There’s another passage that’s far too long to quote that parallels Mrs Jericho and the other female lead, Mrs Tyler slowly deciding to take drastic actions as they do housework. At the end, both of them resolve to go through with their choices, only Mrs Tyler is interrupted by the arrival of her daughter. Mrs Jericho, however, has nobody, and so what happens happens. It’s without a joke one of the best pieces of prose I’ve ever read. I drat near highlighted the entire book.
Are There Psychic Powers: My brother in Christ, there is psychic cocaine

I have some other thoughts, like Ace's ultimate departure or how Roz is by far the worst person the Doctor has ever had as a companion, but I don't want to go whole-hog on a bunch of books more people haven't read.

tl;dr Read Damaged Goods, also read Warlock probably, the others are great, too

Jerusalem
May 20, 2004

Would you be my new best friends?

Astroman posted:

The Space Museum is a great early one. If you've never watched the episode, read it first. It's :krad: Makes it seem a lot bigger and higher budget than it was.

Yeah, The Space Museum I read (multiple times!) before I ever saw the actual episodes and it REALLY built it up in my head.

___

## [YOUR OBJECTIVE]
In the book discussion above, rewrite everything from "There’s another passage" down to "new best friends?", swapping "housework" for "chores".

## [Entries from a point annotation set]
___

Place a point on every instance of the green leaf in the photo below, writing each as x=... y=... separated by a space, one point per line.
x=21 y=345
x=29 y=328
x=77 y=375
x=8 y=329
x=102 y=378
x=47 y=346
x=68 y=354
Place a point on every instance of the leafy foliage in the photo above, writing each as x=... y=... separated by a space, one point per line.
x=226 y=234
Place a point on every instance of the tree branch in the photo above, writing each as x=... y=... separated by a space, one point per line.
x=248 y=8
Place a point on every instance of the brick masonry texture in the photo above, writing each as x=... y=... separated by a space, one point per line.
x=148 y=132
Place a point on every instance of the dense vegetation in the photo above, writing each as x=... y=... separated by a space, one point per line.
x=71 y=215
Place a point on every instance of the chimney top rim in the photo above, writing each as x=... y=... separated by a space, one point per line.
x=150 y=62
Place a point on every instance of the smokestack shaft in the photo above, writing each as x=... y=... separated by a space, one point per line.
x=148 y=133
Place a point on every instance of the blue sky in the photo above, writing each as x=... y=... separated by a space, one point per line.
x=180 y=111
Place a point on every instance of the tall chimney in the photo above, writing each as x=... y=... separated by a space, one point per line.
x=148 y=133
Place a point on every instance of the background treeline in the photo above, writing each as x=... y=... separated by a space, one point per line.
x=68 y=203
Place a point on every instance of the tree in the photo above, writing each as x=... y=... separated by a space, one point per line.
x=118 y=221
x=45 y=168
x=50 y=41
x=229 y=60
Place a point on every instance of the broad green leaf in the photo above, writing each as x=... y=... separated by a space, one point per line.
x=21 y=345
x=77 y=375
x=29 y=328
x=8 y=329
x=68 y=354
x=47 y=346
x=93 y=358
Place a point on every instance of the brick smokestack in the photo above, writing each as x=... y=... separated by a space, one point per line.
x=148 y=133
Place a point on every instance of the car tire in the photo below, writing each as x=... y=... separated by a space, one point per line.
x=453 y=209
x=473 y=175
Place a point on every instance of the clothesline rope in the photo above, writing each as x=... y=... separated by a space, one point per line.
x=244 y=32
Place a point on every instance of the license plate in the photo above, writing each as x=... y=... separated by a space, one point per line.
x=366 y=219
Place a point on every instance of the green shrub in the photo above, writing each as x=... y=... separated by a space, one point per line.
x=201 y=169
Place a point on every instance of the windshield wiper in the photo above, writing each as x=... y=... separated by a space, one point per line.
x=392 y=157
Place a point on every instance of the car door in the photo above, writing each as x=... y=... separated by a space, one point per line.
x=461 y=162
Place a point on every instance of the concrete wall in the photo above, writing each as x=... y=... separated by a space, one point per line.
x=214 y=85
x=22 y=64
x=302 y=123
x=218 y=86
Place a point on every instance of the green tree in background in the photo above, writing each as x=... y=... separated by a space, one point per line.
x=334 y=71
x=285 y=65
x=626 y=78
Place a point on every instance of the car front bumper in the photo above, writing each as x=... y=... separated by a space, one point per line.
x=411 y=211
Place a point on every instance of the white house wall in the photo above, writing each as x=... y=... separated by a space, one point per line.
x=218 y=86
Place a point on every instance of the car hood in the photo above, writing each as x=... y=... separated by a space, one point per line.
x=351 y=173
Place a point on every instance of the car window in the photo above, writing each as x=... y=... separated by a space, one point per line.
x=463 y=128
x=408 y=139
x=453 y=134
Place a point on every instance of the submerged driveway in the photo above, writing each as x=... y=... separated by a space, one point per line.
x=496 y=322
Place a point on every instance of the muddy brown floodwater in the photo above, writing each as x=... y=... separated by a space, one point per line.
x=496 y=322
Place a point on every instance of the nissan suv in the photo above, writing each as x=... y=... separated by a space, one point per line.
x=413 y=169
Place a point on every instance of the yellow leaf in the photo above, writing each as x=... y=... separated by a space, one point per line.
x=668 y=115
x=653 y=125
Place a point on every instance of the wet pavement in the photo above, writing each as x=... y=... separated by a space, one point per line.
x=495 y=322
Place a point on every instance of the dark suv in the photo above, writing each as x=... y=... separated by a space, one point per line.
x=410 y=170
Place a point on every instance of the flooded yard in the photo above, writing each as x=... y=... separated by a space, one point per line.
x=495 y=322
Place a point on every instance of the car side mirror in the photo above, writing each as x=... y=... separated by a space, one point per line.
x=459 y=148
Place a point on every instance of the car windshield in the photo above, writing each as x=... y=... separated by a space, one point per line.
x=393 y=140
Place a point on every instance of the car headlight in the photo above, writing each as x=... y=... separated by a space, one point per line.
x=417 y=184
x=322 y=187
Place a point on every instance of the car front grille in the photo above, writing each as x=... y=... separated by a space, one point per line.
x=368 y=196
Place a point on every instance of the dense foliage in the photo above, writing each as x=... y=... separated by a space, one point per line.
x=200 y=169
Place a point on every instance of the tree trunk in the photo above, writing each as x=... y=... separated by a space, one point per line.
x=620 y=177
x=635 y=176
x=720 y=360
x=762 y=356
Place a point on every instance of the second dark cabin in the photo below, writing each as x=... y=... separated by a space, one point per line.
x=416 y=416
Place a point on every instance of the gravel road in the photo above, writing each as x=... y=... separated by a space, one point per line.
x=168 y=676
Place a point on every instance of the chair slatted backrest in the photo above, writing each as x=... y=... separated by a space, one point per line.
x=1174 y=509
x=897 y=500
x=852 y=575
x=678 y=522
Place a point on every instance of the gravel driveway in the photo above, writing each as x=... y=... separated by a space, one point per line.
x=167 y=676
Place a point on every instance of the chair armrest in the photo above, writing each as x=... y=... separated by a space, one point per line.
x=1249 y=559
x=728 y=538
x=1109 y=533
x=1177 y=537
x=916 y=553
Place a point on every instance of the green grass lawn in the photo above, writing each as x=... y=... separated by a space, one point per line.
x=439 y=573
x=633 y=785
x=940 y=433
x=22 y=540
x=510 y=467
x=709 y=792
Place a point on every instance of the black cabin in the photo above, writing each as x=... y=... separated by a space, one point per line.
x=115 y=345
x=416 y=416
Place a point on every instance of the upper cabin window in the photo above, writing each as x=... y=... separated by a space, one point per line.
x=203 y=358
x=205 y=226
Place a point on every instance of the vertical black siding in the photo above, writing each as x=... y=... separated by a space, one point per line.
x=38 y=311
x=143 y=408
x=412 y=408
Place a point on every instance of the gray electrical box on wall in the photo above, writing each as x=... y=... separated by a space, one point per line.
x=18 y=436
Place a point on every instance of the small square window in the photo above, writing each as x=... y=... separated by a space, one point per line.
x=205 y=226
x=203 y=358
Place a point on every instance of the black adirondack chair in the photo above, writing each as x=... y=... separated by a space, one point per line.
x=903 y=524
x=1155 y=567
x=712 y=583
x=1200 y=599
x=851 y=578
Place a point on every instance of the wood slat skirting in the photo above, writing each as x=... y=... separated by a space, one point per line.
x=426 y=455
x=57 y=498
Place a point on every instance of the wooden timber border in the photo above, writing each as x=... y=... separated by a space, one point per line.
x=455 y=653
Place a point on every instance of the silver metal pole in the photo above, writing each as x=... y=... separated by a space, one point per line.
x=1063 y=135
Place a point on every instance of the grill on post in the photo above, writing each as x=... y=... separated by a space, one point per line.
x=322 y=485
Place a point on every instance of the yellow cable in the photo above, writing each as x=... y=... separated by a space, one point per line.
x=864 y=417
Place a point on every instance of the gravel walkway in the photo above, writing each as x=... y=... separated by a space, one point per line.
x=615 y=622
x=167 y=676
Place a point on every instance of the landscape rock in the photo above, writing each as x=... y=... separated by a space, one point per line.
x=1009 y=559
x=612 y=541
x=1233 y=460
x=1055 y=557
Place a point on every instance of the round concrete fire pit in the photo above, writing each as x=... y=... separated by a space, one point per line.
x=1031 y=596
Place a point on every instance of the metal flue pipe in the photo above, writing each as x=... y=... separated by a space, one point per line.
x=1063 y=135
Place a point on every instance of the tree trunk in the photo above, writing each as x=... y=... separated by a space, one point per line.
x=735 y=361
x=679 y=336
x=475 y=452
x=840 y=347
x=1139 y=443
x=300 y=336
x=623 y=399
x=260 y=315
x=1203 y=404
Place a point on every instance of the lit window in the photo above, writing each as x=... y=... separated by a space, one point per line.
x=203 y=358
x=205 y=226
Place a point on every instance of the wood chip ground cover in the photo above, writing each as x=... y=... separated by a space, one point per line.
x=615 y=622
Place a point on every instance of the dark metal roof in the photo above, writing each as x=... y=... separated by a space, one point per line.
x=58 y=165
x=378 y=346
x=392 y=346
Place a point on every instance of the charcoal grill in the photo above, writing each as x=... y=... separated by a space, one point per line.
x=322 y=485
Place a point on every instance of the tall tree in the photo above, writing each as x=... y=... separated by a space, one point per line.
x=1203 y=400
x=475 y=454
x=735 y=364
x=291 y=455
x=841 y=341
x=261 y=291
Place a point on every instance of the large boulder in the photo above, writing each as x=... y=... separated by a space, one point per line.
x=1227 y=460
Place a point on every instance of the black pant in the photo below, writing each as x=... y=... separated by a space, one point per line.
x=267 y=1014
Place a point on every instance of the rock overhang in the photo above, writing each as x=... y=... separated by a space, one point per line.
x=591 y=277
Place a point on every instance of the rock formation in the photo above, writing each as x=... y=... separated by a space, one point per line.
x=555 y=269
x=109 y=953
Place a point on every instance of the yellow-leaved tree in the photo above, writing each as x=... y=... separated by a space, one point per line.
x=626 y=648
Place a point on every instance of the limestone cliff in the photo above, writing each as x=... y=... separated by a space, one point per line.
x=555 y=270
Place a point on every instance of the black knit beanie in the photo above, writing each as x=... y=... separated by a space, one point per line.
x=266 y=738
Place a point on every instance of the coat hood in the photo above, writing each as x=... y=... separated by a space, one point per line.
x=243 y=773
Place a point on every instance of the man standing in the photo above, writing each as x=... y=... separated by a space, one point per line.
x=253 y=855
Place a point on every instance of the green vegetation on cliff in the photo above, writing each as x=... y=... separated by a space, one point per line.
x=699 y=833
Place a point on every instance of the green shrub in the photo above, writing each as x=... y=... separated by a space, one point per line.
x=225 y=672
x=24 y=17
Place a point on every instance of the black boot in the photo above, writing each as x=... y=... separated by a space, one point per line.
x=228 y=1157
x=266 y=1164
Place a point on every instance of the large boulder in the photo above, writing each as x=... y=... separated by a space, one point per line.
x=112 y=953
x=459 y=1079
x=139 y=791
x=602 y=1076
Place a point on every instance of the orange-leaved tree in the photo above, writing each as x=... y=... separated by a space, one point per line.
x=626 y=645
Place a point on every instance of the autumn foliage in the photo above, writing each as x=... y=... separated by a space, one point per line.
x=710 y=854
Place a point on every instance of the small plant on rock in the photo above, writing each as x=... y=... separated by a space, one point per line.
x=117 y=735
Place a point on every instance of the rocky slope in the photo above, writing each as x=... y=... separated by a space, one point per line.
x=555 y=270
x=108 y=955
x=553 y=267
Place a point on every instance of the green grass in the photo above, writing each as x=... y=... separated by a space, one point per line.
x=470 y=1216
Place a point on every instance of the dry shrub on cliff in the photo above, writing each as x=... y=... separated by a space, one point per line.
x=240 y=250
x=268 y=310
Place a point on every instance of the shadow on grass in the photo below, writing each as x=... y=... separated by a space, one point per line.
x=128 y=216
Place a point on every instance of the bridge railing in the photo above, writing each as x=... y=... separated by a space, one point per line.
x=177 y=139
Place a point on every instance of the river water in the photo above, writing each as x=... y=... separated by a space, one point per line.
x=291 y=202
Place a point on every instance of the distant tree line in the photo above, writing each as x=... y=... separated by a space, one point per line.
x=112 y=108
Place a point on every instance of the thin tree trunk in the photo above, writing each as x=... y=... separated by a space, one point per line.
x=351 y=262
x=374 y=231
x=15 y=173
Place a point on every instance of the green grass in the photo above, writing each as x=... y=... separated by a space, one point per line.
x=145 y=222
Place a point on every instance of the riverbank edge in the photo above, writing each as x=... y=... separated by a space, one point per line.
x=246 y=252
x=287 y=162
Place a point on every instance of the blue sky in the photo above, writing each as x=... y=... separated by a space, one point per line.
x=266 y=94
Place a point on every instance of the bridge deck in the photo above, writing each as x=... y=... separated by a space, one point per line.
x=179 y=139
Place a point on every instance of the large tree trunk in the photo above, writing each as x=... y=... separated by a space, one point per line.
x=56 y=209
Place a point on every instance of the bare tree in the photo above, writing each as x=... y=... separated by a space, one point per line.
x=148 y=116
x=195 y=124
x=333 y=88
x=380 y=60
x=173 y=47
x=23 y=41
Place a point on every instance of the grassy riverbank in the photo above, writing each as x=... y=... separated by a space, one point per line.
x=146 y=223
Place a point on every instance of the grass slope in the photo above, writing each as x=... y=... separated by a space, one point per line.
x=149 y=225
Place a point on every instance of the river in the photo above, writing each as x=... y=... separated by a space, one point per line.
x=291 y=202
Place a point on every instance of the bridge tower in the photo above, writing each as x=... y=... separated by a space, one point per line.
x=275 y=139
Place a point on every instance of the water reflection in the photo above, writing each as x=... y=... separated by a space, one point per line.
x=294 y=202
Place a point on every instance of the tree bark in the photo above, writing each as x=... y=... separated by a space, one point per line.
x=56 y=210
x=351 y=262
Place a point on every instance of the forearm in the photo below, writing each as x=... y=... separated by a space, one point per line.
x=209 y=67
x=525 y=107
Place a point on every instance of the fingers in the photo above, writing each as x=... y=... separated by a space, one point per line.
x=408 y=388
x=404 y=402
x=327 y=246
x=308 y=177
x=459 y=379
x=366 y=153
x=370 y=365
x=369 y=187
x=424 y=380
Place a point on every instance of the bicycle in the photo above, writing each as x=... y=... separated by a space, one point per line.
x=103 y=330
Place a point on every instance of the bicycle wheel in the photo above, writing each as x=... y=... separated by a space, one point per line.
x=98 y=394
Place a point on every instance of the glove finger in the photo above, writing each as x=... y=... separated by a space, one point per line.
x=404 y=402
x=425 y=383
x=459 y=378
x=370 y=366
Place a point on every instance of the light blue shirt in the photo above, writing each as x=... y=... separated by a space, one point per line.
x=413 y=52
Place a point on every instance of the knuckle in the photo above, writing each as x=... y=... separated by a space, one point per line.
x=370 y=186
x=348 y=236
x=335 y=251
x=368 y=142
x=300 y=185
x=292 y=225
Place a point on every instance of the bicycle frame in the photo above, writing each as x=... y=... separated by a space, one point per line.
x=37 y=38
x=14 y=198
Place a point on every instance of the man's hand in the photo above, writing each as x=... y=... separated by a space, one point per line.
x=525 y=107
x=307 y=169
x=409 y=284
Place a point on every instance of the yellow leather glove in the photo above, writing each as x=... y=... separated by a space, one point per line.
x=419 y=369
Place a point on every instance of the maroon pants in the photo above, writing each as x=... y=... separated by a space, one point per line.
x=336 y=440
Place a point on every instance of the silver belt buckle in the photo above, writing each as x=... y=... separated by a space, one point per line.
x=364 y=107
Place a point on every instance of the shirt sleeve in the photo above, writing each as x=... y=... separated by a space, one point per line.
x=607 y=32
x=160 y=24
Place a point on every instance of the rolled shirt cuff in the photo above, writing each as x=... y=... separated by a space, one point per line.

___

## [TASK RESPONSE]
There’s another passage that’s far too long to quote that parallels Mrs Jericho and the other female lead, Mrs Tyler slowly deciding to take drastic actions as they do chores. At the end, both of them resolve to go through with their choices, only Mrs Tyler is interrupted by the arrival of her daughter. Mrs Jericho, however, has nobody, and so what happens happens. It’s without a joke one of the best pieces of prose I’ve ever read. I drat near highlighted the entire book.
Are There Psychic Powers: My brother in Christ, there is psychic cocaine

I have some other thoughts, like Ace's ultimate departure or how Roz is by far the worst person the Doctor has ever had as a companion, but I don't want to go whole-hog on a bunch of books more people haven't read.

tl;dr Read Damaged Goods, also read Warlock probably, the others are great, too

Jerusalem
May 20, 2004

Would you be my new best friends?